[Stored records]
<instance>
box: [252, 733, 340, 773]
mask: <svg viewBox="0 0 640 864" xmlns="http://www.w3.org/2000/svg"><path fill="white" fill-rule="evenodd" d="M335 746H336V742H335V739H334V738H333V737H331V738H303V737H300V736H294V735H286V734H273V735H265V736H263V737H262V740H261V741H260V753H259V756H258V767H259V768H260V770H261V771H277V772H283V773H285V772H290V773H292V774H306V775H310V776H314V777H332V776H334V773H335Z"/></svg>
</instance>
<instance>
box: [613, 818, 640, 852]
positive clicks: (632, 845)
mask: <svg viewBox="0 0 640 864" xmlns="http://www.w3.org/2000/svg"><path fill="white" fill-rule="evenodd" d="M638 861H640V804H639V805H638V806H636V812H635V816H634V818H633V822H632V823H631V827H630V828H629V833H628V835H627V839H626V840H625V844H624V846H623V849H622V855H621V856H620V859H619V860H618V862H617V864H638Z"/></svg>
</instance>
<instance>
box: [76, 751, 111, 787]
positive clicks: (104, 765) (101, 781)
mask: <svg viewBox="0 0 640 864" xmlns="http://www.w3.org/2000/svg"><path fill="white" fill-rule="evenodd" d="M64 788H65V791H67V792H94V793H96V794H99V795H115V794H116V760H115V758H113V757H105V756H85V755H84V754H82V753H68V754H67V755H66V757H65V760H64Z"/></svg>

What you are asked to do:
All the records above need to be transcribed exactly and in full.

Written response:
<instance>
box: [252, 733, 340, 773]
mask: <svg viewBox="0 0 640 864" xmlns="http://www.w3.org/2000/svg"><path fill="white" fill-rule="evenodd" d="M335 746H336V742H335V739H334V738H333V737H331V738H303V737H300V736H294V735H286V734H273V735H265V736H263V737H262V740H261V741H260V753H259V756H258V767H259V768H260V770H261V771H277V772H283V773H285V772H290V773H292V774H306V775H310V776H314V777H332V776H334V773H335Z"/></svg>
</instance>
<instance>
box: [613, 818, 640, 852]
positive clicks: (632, 845)
mask: <svg viewBox="0 0 640 864" xmlns="http://www.w3.org/2000/svg"><path fill="white" fill-rule="evenodd" d="M638 861H640V804H639V805H638V806H636V812H635V816H634V818H633V822H632V823H631V827H630V828H629V833H628V835H627V839H626V840H625V844H624V846H623V849H622V855H621V856H620V859H619V860H618V862H617V864H638Z"/></svg>
</instance>
<instance>
box: [76, 751, 111, 787]
positive clicks: (104, 765) (101, 781)
mask: <svg viewBox="0 0 640 864" xmlns="http://www.w3.org/2000/svg"><path fill="white" fill-rule="evenodd" d="M64 788H65V791H67V792H94V793H96V794H99V795H115V794H116V760H115V758H113V757H105V756H85V755H84V754H82V753H68V754H67V755H66V757H65V760H64Z"/></svg>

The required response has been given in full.